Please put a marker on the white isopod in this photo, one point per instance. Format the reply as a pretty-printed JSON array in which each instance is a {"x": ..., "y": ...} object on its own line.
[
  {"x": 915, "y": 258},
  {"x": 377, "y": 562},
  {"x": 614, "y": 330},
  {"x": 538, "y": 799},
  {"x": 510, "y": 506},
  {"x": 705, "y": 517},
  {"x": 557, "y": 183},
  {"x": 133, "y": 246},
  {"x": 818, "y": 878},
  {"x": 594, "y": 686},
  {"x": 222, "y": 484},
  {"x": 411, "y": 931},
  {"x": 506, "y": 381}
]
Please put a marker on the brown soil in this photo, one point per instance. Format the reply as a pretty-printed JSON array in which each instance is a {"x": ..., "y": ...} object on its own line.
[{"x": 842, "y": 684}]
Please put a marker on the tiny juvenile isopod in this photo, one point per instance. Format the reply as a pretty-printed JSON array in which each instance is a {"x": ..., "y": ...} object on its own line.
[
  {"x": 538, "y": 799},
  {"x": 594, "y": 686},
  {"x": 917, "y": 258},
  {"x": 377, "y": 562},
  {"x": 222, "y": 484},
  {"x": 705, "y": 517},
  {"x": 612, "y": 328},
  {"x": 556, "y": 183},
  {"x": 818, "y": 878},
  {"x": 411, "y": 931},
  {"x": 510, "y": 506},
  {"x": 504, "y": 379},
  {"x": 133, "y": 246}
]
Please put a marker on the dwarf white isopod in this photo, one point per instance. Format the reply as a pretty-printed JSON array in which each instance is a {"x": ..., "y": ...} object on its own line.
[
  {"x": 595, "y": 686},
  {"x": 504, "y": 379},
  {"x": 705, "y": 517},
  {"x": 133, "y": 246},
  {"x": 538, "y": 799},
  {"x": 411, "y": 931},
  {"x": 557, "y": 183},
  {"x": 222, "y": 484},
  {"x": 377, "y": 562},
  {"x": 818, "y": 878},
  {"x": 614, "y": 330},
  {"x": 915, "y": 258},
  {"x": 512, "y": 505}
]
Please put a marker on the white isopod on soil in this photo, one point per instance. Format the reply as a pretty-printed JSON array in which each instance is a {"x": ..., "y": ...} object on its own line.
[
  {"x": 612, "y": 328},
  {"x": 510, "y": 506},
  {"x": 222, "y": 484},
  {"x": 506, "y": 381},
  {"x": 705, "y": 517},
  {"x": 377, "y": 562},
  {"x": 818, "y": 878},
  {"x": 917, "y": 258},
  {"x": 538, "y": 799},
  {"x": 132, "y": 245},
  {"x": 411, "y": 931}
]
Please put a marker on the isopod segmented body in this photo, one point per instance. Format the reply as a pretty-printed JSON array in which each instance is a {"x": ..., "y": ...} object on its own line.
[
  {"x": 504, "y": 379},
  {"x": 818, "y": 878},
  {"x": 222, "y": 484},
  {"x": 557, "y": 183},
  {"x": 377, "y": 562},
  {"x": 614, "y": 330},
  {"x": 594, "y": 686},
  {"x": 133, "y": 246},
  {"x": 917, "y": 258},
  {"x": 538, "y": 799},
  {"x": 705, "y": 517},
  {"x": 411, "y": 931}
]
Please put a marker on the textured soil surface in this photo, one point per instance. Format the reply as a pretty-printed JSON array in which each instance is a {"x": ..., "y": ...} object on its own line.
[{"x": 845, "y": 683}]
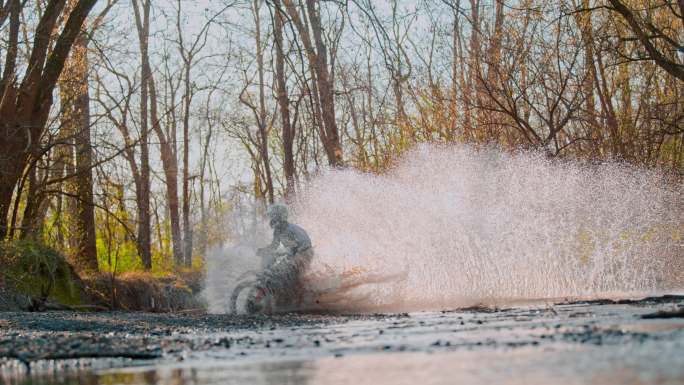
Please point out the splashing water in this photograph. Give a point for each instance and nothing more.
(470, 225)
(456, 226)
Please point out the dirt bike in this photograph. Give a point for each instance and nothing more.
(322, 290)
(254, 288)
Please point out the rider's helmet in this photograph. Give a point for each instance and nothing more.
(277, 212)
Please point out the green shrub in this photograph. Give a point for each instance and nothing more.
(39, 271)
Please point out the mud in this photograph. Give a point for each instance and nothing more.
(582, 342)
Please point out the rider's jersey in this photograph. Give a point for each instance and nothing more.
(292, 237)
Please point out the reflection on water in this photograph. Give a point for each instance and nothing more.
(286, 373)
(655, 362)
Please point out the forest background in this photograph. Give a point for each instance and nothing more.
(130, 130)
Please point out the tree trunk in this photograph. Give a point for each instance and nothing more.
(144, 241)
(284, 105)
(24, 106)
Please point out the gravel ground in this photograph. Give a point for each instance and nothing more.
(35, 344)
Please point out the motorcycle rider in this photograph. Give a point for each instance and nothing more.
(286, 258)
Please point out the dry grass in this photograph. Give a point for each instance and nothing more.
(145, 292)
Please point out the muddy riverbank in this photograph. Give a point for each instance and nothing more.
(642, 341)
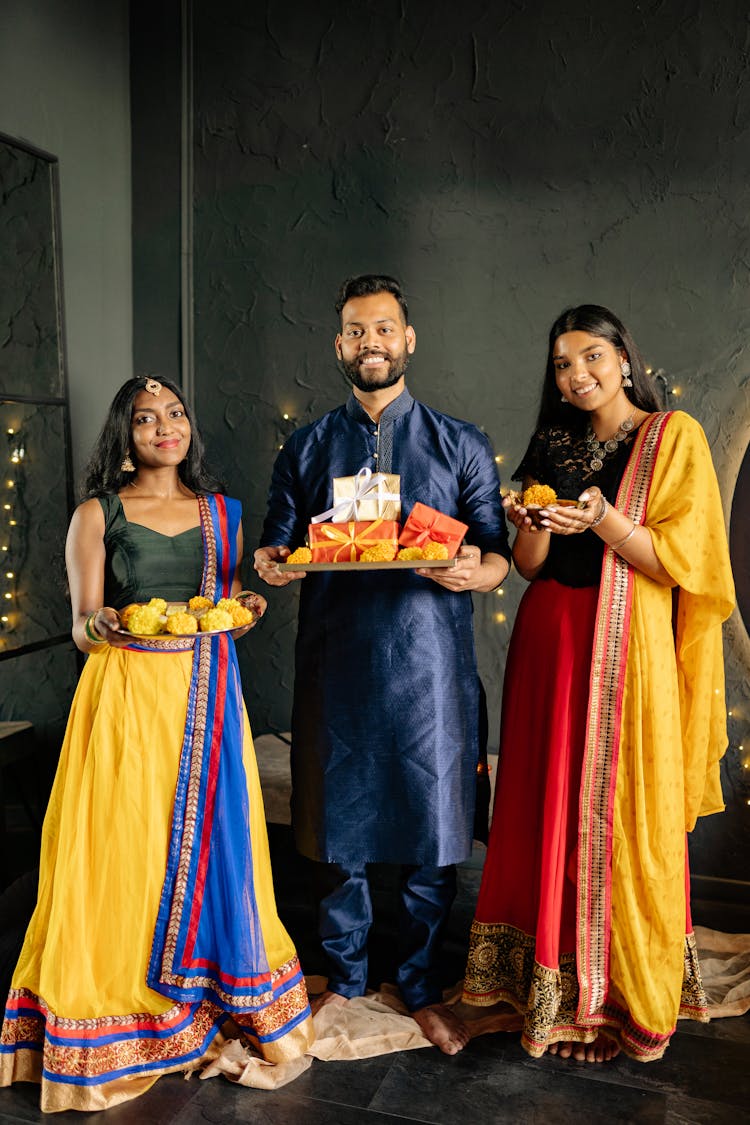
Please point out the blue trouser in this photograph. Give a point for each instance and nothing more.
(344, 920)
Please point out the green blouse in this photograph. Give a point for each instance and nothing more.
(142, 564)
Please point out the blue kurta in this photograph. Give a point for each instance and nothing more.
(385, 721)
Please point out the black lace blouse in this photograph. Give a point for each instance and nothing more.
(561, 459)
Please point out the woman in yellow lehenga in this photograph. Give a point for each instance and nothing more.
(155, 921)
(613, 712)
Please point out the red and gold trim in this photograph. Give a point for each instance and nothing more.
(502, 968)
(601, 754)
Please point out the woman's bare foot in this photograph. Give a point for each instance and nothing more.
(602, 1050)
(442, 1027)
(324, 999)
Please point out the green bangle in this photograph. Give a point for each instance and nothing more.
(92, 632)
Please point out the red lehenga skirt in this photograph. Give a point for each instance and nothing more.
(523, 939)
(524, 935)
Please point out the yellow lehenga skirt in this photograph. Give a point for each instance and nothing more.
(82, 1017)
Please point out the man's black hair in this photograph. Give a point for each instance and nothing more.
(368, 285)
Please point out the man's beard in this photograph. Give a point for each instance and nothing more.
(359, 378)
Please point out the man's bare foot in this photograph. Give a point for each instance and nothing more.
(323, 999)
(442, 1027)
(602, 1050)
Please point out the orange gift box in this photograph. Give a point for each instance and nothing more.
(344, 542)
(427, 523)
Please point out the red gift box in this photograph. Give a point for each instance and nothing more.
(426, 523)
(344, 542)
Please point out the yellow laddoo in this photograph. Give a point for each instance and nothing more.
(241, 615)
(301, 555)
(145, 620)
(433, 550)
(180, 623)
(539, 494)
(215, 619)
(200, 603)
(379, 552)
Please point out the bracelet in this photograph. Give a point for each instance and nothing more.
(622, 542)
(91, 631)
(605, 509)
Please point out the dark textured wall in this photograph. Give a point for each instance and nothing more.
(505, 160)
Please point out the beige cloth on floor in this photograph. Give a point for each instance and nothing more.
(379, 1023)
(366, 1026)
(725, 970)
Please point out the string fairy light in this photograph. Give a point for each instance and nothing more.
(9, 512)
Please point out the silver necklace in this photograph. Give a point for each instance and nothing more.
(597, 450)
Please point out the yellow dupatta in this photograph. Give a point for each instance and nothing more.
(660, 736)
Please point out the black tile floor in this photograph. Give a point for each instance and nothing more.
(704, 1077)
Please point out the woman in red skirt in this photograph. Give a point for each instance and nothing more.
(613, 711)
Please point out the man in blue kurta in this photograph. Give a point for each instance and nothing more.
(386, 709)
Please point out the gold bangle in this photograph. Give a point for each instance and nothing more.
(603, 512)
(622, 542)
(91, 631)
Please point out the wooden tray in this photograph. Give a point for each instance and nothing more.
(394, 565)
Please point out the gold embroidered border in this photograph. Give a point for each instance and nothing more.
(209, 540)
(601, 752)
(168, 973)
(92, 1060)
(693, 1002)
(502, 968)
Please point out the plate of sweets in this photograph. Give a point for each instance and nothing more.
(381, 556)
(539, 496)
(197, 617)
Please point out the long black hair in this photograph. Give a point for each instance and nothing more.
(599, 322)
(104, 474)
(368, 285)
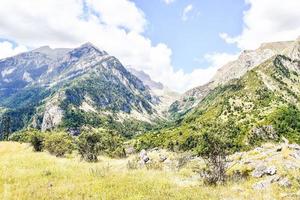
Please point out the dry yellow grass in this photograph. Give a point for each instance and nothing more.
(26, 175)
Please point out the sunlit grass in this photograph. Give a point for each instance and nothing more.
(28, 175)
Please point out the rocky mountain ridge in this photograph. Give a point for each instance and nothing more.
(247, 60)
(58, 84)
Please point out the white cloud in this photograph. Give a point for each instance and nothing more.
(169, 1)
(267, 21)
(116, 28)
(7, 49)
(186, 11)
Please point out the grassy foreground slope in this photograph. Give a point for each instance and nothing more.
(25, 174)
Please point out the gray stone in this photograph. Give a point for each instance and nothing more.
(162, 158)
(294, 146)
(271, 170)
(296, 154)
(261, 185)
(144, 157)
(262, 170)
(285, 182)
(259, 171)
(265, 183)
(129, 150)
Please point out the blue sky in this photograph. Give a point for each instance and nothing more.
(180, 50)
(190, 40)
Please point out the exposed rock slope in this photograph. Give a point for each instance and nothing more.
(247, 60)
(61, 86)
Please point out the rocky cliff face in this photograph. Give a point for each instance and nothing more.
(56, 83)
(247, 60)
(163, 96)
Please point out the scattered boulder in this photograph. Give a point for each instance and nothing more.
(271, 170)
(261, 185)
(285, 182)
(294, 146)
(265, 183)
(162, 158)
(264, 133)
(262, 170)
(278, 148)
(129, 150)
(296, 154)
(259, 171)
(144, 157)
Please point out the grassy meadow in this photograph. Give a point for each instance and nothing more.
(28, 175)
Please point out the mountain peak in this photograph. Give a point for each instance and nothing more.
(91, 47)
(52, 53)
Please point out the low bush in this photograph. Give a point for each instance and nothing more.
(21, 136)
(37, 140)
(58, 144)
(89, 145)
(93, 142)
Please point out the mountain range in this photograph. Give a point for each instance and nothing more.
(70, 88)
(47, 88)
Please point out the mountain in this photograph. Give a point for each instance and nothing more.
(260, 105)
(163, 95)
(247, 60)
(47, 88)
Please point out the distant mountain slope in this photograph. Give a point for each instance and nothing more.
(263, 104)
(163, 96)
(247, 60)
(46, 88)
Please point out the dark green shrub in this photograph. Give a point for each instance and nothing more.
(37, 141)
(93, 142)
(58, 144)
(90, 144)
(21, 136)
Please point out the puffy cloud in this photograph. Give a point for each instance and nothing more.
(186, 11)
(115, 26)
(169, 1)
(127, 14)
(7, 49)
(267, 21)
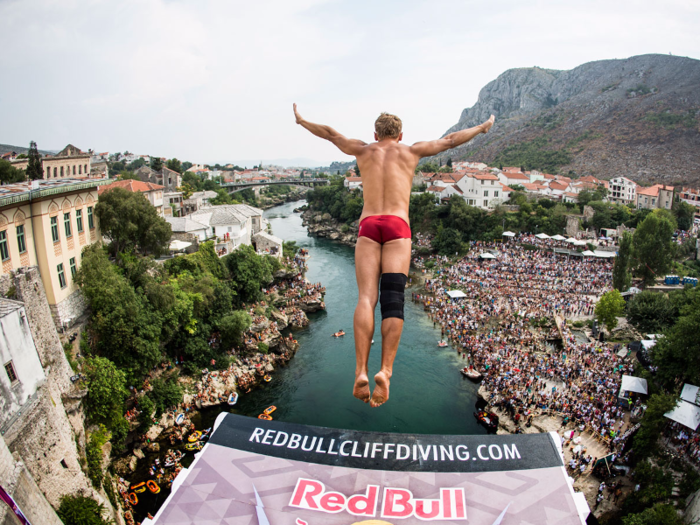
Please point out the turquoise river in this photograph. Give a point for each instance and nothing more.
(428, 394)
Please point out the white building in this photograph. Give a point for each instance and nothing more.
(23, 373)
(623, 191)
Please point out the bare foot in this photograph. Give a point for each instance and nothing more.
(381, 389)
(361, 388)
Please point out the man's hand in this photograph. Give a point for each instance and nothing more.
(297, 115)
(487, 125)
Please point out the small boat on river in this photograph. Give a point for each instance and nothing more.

_ _ _ _ _

Your objective
From the line containing "Please point out the puffy" down to the last line of the entries above, copy each line exactly and nothing more. Leave pictures out.

Full solution
Please point out the puffy cloud in this photograph. Give a point for each instance and nothing more.
(186, 11)
(115, 26)
(169, 1)
(127, 14)
(7, 49)
(267, 21)
Please point out the turquoise river in this photograph. Give a point for each instance and nothing more.
(428, 394)
Please point out the white building in this photograph. Give a point for each instance and nothing more.
(23, 373)
(623, 191)
Please point out the bare foot in this photograph. Give a point for each instance and nothing more.
(381, 389)
(361, 388)
Please point out the man's hand in this photograph. Give a point for each instance and nothing more.
(297, 115)
(487, 125)
Please point out the small boat on river in this photograph. Give a point for each instance and nothing more.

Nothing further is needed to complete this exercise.